* _TASK TO COMPLETE_: Go through the records line by line and work out how many lines hold the word "data". Answer with the number only.

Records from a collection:

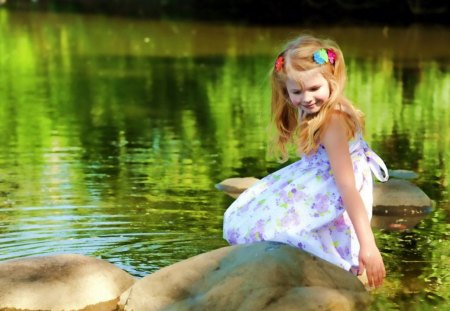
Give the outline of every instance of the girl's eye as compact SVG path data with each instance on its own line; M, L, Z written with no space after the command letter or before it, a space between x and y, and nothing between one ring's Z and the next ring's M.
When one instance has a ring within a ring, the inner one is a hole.
M314 92L314 91L317 91L319 88L320 88L320 87L318 87L318 86L314 86L314 87L311 88L311 91L313 91L313 92Z
M292 91L292 94L294 94L294 95L300 95L302 92L301 91Z

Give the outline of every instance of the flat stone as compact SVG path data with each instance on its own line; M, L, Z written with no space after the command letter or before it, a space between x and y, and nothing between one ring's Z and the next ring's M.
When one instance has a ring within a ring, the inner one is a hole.
M374 215L425 215L431 211L431 206L432 202L425 192L407 180L393 178L374 184Z
M0 310L114 310L135 278L76 254L0 262Z
M414 179L419 177L419 174L409 170L389 170L389 176L400 179Z
M363 284L289 245L258 242L219 248L165 267L120 297L120 310L364 310Z
M227 178L216 184L216 188L236 199L242 192L244 192L247 188L250 188L250 186L257 181L259 181L259 179L255 177Z
M257 181L259 179L255 177L228 178L216 184L216 188L237 198ZM386 212L388 207L405 207L405 210L392 210L392 213L401 215L428 213L432 205L430 198L419 187L407 180L395 178L384 183L374 183L373 197L374 212L380 210L383 214L391 212L391 209Z
M259 179L255 177L228 178L216 188L237 198L257 181ZM391 178L384 183L374 183L371 222L374 228L389 231L411 229L431 211L431 199L407 180Z

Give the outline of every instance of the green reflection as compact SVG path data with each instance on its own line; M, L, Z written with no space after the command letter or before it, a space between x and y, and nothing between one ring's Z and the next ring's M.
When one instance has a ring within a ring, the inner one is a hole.
M231 199L214 184L280 167L266 155L267 74L299 31L0 10L0 258L86 253L142 276L224 246ZM436 203L417 228L376 233L389 282L373 307L439 309L450 298L448 29L317 31L348 51L347 93L373 149L418 172Z

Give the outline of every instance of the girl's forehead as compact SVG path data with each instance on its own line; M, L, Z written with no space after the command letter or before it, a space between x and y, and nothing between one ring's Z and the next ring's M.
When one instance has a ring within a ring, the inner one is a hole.
M294 71L292 70L287 74L286 83L289 84L298 84L299 86L309 85L311 83L317 83L323 81L325 78L322 75L320 67L303 70L303 71Z

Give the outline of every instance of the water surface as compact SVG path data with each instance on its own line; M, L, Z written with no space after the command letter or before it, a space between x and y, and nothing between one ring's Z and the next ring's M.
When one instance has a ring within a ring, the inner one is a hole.
M225 246L232 199L214 185L286 165L266 152L267 75L302 31L0 9L0 260L80 253L141 277ZM371 147L433 200L416 227L375 229L373 309L443 310L450 30L313 33L344 50Z

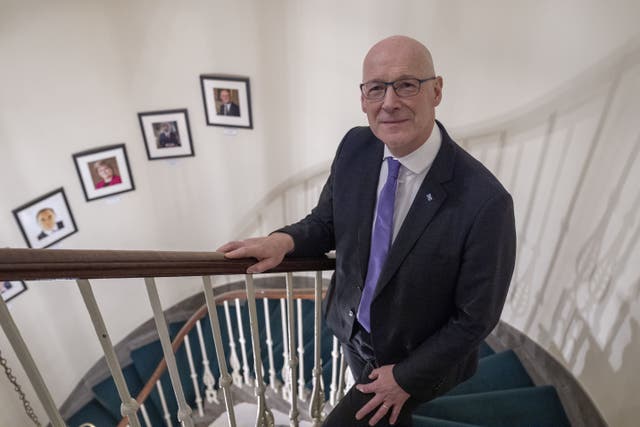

* _ANSWER TO THIS TASK_: 5